(Dataset items)
▬▬▬▬▬▬

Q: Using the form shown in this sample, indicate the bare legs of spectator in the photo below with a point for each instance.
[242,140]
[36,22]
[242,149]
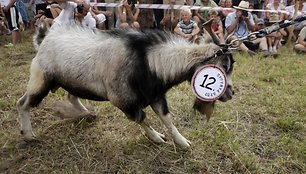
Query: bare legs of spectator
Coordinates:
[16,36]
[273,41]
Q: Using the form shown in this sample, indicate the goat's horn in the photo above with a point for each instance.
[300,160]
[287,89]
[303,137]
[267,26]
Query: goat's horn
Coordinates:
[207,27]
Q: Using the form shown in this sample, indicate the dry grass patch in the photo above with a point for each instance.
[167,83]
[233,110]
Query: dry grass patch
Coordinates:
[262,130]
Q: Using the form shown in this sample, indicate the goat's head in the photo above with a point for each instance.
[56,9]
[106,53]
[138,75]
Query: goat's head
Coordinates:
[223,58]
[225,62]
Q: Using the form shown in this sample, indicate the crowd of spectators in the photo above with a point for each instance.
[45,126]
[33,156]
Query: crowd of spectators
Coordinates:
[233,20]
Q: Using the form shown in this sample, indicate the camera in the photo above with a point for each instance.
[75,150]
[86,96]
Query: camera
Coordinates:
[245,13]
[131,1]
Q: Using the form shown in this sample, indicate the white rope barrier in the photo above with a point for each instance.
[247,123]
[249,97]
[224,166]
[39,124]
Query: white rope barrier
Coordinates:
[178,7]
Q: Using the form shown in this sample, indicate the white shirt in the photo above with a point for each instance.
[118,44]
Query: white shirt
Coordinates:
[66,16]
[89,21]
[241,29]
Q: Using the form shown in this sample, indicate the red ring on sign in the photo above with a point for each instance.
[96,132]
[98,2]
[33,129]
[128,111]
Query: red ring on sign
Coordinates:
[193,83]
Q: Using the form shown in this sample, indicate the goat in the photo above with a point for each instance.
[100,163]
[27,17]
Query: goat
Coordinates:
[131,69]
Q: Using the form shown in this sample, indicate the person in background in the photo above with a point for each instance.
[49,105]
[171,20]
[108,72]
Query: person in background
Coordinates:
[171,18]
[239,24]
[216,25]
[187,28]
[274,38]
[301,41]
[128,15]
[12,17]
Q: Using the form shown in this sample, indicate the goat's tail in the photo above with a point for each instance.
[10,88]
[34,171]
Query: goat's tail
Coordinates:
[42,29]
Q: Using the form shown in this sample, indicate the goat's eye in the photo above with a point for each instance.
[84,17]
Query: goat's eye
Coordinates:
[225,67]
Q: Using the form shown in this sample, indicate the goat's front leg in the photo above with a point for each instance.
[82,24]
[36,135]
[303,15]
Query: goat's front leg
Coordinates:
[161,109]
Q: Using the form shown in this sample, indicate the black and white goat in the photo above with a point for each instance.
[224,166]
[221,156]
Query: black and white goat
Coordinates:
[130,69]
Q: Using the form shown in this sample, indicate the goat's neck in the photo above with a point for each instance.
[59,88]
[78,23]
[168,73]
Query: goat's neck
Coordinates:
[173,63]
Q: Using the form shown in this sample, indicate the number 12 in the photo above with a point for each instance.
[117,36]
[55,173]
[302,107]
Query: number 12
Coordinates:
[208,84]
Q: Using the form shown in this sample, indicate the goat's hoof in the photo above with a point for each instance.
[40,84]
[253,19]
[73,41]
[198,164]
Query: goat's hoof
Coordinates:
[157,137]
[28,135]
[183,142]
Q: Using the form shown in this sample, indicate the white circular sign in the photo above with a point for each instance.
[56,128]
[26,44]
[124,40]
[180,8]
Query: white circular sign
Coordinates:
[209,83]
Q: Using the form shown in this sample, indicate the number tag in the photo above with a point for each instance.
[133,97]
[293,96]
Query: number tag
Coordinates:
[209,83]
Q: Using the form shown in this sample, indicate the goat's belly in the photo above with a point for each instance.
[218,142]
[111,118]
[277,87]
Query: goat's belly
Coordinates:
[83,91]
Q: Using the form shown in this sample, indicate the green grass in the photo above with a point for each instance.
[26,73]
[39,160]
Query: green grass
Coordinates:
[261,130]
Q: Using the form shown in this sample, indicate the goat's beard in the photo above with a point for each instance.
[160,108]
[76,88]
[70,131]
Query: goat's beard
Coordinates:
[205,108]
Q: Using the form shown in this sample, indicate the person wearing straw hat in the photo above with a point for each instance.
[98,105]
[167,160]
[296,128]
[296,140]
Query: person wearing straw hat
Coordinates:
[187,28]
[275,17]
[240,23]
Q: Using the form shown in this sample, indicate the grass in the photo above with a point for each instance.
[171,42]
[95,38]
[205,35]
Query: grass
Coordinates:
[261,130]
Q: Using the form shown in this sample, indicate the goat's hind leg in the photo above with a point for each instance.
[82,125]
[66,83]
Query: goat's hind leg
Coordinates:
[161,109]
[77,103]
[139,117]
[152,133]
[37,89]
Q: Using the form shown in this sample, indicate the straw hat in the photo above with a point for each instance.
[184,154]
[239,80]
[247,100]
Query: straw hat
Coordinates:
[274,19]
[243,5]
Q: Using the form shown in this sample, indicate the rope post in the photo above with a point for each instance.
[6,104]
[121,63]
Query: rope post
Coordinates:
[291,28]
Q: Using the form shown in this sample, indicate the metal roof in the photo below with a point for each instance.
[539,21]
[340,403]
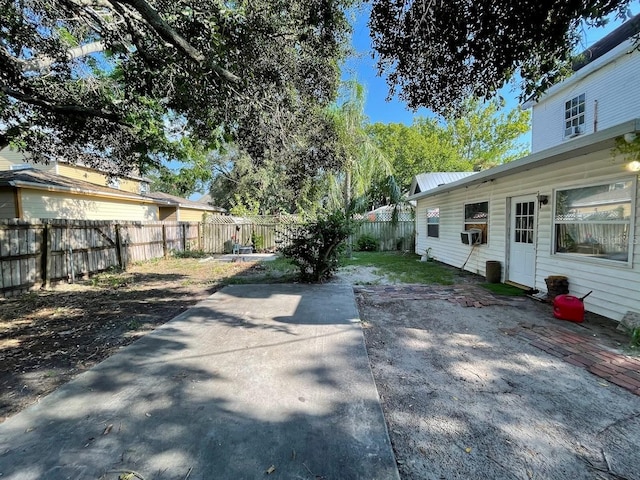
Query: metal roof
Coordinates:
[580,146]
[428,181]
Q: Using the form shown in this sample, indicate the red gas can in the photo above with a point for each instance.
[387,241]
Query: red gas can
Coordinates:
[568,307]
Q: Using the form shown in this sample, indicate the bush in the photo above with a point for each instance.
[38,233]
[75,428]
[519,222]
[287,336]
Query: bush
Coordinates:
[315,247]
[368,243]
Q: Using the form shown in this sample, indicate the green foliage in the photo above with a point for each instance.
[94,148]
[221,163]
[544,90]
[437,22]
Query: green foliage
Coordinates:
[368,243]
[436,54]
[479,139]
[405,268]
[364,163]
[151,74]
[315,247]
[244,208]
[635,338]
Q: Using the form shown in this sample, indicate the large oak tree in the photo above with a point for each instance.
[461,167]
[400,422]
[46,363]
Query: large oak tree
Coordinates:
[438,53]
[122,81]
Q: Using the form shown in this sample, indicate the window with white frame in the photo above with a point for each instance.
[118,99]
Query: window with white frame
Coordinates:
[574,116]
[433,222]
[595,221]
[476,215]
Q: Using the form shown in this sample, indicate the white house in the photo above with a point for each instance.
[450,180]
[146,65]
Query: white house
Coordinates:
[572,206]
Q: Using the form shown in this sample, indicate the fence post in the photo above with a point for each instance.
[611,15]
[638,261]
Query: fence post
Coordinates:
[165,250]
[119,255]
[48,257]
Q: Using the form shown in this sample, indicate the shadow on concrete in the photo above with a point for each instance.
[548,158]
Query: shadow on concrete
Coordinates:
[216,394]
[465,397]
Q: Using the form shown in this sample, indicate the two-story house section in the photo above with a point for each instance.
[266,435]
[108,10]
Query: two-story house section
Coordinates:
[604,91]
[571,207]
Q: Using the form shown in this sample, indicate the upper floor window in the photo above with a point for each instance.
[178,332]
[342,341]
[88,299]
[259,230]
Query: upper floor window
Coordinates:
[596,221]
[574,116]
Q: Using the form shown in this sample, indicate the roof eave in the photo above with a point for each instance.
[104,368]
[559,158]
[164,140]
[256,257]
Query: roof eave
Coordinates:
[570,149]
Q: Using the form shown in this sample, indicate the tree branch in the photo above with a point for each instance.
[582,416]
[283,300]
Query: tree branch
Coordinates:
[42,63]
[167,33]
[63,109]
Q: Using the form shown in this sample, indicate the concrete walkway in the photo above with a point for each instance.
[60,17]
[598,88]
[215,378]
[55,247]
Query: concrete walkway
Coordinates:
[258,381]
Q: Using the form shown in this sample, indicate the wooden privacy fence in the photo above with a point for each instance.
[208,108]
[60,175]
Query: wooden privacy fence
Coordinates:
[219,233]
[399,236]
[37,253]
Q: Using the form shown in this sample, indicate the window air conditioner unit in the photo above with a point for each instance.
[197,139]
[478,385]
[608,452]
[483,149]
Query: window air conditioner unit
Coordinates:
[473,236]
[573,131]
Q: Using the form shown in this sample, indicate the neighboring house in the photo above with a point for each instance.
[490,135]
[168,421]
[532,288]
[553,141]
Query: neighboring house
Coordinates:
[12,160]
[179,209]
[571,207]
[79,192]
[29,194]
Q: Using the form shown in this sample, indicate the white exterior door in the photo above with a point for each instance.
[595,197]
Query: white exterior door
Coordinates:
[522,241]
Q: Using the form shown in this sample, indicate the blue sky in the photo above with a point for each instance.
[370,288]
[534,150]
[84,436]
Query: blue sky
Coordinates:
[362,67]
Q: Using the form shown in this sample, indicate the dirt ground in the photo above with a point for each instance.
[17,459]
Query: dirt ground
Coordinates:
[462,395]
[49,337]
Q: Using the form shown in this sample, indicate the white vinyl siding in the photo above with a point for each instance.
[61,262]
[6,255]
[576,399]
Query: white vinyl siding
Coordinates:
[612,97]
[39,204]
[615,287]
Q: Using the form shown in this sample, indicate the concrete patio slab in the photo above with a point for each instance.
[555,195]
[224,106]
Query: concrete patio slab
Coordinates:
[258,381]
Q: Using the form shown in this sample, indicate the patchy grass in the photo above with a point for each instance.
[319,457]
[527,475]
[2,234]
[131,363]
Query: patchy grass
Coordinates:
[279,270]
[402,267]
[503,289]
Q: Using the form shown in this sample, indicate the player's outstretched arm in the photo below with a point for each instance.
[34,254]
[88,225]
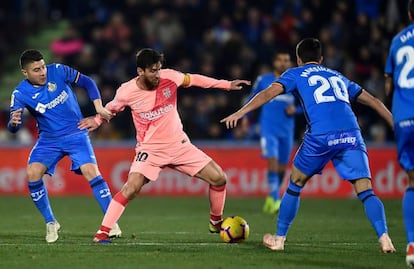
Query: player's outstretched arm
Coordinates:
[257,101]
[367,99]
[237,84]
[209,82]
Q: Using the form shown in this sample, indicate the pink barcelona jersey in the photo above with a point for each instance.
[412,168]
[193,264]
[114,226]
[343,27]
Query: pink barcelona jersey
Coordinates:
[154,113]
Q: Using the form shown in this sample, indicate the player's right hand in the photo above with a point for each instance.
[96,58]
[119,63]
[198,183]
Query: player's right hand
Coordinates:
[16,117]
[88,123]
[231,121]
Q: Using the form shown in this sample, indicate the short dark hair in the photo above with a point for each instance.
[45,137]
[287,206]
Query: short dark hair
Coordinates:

▬▬▬▬▬▬

Description of the task
For this exercise, please retype exactly the lines in the listing from the line with "the player's right" through its last line, both ends included.

Reply to the exercise
Q: Using the form shown in this sample, indicate the player's right hand in the photo above with a point for each instance.
[96,58]
[119,63]
[198,183]
Query: player's right hand
Coordinates:
[16,117]
[88,123]
[231,121]
Q: Using the form shown in this sample, indicate the short dark hair in the photo above with a point for each instance.
[45,137]
[287,206]
Query: short dark hair
Coordinates:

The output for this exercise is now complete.